## Task directions:
Which lines in the listing below contain the string "blue"? Pick out and copy each of those lines, treating uppercase and lowercase as different.

## Data listing:
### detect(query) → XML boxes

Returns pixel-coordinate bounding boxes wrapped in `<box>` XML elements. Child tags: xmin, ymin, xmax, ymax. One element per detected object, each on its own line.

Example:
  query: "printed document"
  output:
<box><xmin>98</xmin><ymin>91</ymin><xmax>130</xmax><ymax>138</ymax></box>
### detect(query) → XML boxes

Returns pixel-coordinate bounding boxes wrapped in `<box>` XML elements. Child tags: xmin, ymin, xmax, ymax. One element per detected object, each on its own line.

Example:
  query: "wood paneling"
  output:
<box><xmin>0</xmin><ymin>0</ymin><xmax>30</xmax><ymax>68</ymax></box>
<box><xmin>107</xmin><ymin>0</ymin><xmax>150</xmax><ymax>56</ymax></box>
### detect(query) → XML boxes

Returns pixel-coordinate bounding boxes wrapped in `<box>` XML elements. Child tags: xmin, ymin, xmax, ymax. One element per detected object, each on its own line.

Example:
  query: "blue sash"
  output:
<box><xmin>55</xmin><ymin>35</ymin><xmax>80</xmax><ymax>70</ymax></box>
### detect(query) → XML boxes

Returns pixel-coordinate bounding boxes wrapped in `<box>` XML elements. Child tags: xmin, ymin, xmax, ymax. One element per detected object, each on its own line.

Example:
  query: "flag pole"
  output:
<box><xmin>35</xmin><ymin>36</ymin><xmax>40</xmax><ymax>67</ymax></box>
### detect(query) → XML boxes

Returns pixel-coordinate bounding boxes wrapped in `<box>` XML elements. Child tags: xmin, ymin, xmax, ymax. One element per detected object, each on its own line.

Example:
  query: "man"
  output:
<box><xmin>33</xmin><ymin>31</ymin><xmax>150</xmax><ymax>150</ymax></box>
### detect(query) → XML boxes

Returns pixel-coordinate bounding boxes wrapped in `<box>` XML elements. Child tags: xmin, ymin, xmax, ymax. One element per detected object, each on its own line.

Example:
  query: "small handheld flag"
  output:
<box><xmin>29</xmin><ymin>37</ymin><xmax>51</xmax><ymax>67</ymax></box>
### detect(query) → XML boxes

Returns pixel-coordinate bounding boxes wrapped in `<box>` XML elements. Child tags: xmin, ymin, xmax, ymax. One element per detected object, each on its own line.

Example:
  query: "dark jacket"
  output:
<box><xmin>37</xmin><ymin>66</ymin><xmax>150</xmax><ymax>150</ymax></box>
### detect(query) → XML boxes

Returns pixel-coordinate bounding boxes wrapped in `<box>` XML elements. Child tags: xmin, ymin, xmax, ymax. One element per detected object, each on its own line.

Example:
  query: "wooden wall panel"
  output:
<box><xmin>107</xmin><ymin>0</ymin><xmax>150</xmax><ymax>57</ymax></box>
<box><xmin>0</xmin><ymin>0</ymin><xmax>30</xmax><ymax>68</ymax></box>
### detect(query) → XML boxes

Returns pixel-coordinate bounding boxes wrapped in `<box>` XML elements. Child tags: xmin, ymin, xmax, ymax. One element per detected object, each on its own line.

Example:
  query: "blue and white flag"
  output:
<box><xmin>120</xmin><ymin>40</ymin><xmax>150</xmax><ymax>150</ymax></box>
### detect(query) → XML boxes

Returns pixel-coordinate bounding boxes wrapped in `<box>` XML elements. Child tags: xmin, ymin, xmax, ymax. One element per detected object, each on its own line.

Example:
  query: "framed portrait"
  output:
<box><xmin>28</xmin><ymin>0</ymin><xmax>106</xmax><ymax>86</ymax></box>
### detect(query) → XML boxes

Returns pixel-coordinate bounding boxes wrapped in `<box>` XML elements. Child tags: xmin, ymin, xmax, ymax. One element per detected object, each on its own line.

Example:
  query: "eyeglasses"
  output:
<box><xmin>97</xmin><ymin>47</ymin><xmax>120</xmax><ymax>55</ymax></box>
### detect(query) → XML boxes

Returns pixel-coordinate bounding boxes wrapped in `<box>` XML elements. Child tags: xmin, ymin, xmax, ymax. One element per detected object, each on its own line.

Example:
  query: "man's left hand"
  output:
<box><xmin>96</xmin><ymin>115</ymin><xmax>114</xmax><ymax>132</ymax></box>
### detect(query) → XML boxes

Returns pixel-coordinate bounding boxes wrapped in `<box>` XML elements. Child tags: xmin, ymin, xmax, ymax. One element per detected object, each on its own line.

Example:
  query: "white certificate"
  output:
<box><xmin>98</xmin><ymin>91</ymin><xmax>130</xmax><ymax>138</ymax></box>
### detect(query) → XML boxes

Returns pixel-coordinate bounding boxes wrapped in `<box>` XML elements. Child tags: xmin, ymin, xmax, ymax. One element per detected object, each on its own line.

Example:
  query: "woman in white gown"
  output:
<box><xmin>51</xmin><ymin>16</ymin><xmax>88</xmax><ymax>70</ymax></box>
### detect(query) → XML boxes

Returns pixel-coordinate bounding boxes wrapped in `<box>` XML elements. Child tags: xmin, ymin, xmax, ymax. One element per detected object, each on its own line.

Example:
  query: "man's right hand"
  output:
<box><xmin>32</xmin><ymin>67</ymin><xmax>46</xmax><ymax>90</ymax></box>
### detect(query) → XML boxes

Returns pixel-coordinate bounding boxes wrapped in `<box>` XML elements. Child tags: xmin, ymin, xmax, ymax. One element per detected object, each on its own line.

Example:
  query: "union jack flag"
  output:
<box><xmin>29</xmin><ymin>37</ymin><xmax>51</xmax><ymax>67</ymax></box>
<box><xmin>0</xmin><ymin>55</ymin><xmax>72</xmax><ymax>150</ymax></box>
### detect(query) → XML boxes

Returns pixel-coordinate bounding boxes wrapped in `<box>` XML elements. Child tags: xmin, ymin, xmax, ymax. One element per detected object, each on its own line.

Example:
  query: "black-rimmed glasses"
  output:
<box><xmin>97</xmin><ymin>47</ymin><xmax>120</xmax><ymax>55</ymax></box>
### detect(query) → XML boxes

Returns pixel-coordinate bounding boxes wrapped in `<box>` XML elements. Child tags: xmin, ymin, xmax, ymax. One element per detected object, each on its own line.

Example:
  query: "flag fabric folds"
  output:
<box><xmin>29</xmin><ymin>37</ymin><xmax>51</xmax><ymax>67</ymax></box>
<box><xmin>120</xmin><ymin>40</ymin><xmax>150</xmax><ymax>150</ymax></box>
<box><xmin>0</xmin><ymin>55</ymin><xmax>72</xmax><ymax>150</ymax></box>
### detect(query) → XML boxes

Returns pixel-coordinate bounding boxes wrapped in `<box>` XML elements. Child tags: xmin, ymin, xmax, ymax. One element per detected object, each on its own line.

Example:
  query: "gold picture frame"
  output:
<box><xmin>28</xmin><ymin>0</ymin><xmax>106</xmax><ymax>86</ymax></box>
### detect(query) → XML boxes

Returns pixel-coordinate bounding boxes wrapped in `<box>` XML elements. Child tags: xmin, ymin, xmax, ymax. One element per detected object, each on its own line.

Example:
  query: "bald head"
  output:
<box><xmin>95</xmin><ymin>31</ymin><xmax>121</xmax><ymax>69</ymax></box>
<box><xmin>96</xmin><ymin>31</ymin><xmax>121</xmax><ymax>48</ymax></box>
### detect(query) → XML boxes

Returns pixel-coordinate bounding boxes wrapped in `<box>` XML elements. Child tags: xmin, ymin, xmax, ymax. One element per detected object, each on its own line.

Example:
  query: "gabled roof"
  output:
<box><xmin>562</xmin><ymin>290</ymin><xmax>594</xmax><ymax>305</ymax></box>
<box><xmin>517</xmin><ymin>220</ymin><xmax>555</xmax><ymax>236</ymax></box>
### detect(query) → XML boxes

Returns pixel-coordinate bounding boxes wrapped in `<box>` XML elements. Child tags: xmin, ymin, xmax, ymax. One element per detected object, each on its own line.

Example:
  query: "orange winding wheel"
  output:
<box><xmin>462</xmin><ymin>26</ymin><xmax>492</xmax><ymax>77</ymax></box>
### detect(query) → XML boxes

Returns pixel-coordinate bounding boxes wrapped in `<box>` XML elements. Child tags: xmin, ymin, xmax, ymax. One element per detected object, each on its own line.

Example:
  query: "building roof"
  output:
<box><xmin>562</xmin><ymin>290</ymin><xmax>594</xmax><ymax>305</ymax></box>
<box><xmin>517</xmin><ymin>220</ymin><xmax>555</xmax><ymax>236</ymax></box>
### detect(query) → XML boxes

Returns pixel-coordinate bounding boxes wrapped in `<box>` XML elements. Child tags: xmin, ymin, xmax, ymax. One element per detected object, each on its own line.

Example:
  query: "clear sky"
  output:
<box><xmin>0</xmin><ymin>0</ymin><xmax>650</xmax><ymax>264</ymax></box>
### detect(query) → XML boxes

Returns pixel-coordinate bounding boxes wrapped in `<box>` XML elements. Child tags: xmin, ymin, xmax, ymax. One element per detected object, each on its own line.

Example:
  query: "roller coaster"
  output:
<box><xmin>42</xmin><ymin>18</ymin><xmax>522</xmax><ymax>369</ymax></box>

## Response:
  query: "blue sash"
  query: "blue and white flag"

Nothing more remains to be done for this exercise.